▶ _Task instructions_
Collect every line in the material below that contains the word "fence", and copy each one in full.

▶ _Record list_
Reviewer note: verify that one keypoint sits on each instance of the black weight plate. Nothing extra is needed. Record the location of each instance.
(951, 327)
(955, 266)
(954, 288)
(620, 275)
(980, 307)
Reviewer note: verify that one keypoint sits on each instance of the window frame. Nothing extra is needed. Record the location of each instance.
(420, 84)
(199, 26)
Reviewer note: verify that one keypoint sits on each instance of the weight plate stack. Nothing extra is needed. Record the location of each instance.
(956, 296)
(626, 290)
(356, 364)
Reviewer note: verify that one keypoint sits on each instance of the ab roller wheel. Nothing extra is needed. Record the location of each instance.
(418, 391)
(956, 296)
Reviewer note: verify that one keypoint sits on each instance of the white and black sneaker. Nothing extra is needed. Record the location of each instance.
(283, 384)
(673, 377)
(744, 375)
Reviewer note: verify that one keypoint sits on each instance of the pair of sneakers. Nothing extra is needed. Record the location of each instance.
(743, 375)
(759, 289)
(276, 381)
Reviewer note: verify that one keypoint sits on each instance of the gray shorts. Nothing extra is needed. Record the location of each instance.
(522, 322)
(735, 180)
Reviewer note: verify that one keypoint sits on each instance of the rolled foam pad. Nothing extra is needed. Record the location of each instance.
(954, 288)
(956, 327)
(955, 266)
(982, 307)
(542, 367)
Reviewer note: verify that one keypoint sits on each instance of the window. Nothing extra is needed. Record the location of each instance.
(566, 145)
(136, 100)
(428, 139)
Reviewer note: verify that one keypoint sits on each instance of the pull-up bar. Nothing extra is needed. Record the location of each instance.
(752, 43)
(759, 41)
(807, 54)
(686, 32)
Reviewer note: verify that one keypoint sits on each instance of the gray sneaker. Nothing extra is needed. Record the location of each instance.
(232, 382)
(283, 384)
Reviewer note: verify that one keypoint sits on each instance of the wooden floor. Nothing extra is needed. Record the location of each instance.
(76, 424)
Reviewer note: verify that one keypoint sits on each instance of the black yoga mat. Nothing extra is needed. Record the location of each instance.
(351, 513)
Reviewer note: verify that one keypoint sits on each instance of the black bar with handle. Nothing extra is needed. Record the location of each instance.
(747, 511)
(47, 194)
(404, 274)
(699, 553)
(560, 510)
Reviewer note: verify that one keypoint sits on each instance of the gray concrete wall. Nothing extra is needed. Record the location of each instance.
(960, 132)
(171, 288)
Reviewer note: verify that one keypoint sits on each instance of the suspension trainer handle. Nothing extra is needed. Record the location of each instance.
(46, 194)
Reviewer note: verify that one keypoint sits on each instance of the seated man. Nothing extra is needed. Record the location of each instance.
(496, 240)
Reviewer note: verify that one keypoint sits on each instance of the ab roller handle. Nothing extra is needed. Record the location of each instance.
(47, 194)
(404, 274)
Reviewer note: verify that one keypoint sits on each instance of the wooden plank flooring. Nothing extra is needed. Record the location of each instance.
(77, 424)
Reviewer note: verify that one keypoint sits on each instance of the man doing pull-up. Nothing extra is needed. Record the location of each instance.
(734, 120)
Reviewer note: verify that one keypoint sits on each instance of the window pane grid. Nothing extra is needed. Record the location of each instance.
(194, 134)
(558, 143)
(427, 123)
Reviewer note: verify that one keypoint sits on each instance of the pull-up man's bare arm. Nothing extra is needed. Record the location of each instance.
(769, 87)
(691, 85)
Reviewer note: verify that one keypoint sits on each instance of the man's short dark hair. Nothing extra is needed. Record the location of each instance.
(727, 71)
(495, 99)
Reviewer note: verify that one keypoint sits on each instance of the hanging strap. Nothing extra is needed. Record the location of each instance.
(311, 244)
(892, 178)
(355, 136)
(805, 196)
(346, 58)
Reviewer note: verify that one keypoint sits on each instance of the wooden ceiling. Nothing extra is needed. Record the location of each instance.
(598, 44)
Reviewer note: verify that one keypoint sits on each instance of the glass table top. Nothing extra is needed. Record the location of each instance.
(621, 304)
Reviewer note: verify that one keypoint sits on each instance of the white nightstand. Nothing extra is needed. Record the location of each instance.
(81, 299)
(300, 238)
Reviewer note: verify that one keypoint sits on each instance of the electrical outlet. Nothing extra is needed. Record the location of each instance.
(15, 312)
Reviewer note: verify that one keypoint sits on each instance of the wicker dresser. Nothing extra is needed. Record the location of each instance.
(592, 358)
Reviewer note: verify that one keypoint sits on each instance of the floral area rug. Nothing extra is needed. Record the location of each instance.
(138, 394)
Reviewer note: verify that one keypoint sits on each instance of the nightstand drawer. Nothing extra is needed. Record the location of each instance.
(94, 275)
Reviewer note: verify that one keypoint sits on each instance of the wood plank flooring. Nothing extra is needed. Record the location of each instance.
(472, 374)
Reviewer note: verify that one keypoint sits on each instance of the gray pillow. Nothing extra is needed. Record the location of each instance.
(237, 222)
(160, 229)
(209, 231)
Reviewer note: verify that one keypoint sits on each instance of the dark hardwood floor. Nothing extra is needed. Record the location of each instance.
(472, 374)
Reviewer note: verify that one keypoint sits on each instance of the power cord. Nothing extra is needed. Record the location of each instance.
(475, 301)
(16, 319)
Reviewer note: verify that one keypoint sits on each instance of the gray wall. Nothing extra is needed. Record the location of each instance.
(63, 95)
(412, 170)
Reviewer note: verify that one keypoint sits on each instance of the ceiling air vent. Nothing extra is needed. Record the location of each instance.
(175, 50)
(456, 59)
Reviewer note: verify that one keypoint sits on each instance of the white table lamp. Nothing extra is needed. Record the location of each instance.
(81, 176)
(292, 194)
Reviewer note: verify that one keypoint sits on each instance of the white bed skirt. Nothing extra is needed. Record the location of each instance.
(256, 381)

* * *

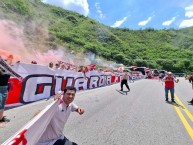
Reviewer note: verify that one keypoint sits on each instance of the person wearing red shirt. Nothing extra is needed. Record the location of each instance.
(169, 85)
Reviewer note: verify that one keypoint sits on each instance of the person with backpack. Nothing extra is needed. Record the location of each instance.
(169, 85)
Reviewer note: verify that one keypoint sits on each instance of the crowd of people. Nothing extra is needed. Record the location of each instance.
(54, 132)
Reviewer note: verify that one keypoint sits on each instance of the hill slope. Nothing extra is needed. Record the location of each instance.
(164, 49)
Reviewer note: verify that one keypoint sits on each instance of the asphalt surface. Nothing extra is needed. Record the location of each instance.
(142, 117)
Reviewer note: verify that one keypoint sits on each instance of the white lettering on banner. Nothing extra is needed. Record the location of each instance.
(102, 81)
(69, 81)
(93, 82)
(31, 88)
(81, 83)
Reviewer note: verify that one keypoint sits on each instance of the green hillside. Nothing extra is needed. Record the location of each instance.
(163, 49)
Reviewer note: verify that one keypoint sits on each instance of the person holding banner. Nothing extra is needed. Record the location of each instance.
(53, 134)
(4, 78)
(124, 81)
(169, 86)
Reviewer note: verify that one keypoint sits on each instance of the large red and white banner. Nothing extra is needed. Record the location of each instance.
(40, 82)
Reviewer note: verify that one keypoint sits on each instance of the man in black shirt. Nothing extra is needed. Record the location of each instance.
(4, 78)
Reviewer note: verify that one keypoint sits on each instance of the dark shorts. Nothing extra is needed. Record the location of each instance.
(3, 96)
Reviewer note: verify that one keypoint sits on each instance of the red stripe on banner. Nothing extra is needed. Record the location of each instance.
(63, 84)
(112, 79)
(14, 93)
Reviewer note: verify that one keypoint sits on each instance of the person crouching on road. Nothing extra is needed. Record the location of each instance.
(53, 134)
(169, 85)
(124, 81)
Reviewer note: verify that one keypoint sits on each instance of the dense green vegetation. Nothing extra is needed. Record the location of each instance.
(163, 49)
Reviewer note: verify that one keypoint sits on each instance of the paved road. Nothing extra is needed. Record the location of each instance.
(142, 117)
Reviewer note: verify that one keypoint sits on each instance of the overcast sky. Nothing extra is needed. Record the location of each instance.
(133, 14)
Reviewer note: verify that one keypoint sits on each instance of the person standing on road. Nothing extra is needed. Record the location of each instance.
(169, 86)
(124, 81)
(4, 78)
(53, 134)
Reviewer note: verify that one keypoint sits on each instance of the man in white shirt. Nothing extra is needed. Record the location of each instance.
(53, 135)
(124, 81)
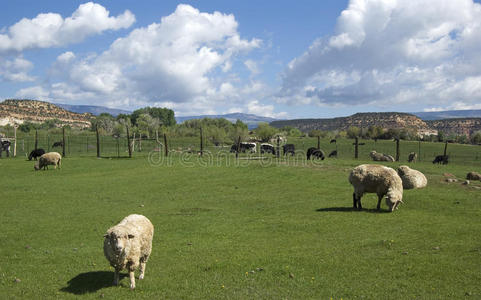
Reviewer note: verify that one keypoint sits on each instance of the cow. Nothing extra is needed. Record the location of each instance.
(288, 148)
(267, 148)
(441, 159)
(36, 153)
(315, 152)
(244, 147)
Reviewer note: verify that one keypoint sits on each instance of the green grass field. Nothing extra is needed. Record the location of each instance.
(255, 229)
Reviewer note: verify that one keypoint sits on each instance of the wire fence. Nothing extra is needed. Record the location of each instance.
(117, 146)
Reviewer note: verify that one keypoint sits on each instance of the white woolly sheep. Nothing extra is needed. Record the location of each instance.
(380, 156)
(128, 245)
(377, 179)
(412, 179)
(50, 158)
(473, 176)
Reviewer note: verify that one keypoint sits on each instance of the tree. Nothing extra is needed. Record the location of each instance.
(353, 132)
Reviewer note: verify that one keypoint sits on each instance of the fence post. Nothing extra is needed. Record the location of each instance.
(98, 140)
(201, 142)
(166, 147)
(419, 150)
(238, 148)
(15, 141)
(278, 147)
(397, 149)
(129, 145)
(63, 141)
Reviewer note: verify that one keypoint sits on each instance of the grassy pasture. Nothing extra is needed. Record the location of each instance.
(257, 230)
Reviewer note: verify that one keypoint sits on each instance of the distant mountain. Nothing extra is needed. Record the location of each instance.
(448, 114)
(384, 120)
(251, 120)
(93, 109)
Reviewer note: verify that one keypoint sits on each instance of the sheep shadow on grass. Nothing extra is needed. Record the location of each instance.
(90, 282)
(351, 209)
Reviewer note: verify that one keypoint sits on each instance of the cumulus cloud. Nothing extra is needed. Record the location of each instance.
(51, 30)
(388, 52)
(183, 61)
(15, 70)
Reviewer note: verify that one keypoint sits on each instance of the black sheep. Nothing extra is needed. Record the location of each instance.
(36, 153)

▶ _Response_
Reviewer note: verify that one keypoint sits on each instance of the wire fence. Nothing extra is needed. Record the location of each instance.
Reviewer note: verify that one keypoint sits on each instance of the fence post. Nothing extra is needed. Record the location of each instance.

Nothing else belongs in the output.